* What the exercise asks *
Output exactly the lines below, starting with the line that has "Could you point to the woman's ear" and going on through the line that has "Could you point to the woman's arm", both included, and no other lines.

(Collected data entries)
══════
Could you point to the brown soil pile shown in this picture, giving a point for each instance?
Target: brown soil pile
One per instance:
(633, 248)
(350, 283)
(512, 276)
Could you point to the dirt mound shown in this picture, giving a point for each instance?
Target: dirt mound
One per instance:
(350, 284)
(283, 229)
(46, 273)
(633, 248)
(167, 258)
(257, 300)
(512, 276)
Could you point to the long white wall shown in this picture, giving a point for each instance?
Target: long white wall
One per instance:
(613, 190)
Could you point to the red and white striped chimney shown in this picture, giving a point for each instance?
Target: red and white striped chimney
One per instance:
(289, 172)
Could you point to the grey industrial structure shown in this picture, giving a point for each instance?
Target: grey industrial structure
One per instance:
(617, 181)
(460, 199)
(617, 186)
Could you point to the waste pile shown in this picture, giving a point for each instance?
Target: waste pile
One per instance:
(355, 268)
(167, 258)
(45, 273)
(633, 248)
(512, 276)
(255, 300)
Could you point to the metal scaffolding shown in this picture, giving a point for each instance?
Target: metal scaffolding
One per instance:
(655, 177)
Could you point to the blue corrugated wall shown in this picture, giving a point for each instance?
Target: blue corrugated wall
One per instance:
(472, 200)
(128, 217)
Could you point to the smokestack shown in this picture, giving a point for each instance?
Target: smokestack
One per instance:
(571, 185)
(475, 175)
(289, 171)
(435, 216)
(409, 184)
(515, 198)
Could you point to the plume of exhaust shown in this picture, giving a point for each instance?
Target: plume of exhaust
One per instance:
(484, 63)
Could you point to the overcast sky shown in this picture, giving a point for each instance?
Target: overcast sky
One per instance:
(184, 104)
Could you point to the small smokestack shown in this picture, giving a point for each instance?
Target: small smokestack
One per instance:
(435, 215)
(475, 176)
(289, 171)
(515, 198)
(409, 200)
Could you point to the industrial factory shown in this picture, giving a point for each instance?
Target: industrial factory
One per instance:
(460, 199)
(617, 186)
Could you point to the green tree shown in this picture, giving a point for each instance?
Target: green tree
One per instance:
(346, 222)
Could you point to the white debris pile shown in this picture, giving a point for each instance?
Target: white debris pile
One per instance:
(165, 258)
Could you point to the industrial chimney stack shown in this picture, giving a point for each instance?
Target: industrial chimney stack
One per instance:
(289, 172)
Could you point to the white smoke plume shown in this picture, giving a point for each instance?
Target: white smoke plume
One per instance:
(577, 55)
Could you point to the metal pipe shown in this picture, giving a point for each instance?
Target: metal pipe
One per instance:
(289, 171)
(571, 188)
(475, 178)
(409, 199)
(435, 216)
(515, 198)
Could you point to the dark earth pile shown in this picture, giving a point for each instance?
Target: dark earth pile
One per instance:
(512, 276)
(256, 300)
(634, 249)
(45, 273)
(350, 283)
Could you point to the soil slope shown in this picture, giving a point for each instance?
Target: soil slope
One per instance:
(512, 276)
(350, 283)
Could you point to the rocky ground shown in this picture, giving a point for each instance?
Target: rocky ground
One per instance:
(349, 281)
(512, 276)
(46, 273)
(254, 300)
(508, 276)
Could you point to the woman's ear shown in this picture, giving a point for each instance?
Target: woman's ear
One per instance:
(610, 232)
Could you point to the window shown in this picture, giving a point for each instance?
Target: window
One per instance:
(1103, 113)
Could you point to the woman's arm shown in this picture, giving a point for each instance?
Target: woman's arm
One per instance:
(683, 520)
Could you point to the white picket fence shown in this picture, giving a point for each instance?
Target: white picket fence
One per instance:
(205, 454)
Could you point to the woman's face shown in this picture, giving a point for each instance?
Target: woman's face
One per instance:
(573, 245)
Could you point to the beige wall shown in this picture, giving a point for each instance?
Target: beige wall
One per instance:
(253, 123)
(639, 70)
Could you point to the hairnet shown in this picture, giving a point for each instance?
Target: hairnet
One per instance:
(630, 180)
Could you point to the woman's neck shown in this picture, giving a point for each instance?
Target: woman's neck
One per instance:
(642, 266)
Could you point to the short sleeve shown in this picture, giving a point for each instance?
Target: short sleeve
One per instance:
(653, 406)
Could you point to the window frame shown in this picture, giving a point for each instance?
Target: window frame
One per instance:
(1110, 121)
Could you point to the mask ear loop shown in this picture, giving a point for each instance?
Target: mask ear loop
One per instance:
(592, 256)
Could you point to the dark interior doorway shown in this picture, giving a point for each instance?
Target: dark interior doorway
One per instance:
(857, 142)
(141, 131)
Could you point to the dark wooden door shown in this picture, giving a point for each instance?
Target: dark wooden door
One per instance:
══════
* Task output *
Could you point to the woman's ear shown in this picture, giving a point for each instance?
Target: woman's ear
One per instance:
(610, 232)
Could you point to the window shown in this picture, giving a point for each instance?
Target: window
One per instance:
(1103, 113)
Could you point to the woman's arm shown in this picture, giving a point for each instance?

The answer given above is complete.